Exercise details:
Can you retype the listing below line for line, changing nothing?

Extracted entries:
☆ ☆ ☆ ☆ ☆ ☆ ☆

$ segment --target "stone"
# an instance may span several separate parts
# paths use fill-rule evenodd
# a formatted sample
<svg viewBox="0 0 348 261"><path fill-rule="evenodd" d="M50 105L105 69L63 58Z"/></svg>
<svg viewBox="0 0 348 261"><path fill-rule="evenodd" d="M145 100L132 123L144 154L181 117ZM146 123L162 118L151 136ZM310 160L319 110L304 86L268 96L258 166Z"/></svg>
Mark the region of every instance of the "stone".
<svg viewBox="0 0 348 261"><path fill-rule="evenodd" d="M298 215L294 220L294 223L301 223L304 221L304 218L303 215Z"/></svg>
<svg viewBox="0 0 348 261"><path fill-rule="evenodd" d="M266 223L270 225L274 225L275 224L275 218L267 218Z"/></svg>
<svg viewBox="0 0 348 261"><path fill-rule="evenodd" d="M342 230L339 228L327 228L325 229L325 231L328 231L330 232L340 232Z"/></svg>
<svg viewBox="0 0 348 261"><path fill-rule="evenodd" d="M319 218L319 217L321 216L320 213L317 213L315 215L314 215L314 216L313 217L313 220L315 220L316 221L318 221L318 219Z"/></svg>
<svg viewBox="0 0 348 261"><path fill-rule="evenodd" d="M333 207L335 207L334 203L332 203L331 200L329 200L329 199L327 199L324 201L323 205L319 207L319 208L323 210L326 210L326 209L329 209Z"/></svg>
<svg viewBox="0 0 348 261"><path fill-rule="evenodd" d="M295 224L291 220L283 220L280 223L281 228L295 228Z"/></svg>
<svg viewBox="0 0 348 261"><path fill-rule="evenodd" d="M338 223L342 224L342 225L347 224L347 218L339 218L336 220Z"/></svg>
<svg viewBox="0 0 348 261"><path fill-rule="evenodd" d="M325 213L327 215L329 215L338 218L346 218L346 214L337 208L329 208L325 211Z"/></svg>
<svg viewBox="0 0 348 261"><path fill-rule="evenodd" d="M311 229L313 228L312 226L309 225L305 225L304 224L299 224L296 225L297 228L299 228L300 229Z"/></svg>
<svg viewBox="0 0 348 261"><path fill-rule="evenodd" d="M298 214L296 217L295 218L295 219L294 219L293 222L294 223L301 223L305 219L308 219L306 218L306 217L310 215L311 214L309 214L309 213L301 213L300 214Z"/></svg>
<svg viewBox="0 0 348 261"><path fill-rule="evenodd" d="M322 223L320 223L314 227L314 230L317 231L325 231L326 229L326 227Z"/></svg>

☆ ☆ ☆ ☆ ☆ ☆ ☆

Written reply:
$ segment --target "stone"
# an instance may span several separate parts
# paths use fill-rule evenodd
# a formatted sample
<svg viewBox="0 0 348 261"><path fill-rule="evenodd" d="M50 105L105 69L63 58Z"/></svg>
<svg viewBox="0 0 348 261"><path fill-rule="evenodd" d="M145 100L132 123L144 154L181 117ZM146 123L162 118L151 136ZM310 160L319 110L304 86L268 96L258 166Z"/></svg>
Mark the region of every instance of the "stone".
<svg viewBox="0 0 348 261"><path fill-rule="evenodd" d="M298 215L294 220L294 223L301 223L304 221L304 218L303 215Z"/></svg>
<svg viewBox="0 0 348 261"><path fill-rule="evenodd" d="M266 223L270 225L274 225L275 224L275 218L267 218Z"/></svg>
<svg viewBox="0 0 348 261"><path fill-rule="evenodd" d="M342 230L339 228L327 228L325 229L325 231L328 231L330 232L340 232Z"/></svg>
<svg viewBox="0 0 348 261"><path fill-rule="evenodd" d="M319 218L319 217L321 216L320 213L317 213L315 215L314 215L314 216L313 217L313 220L315 220L316 221L318 221L318 219Z"/></svg>
<svg viewBox="0 0 348 261"><path fill-rule="evenodd" d="M333 207L335 207L334 203L332 203L331 200L329 200L329 199L327 199L324 201L323 205L319 207L319 208L323 210L326 210L326 209L329 209Z"/></svg>
<svg viewBox="0 0 348 261"><path fill-rule="evenodd" d="M295 224L291 220L283 220L280 223L281 228L295 228Z"/></svg>
<svg viewBox="0 0 348 261"><path fill-rule="evenodd" d="M338 223L342 224L342 225L347 224L347 218L339 218L336 220Z"/></svg>
<svg viewBox="0 0 348 261"><path fill-rule="evenodd" d="M325 213L327 215L329 215L338 218L346 218L346 214L337 208L329 208L325 211Z"/></svg>
<svg viewBox="0 0 348 261"><path fill-rule="evenodd" d="M311 229L313 228L312 226L309 225L305 225L304 224L299 224L296 225L297 228L299 228L300 229Z"/></svg>
<svg viewBox="0 0 348 261"><path fill-rule="evenodd" d="M298 214L296 217L295 218L295 219L294 219L293 222L294 223L301 223L305 219L308 219L306 218L306 217L310 215L311 214L309 214L309 213L301 213L300 214Z"/></svg>
<svg viewBox="0 0 348 261"><path fill-rule="evenodd" d="M322 223L320 223L314 227L314 230L317 231L325 231L326 229L326 227Z"/></svg>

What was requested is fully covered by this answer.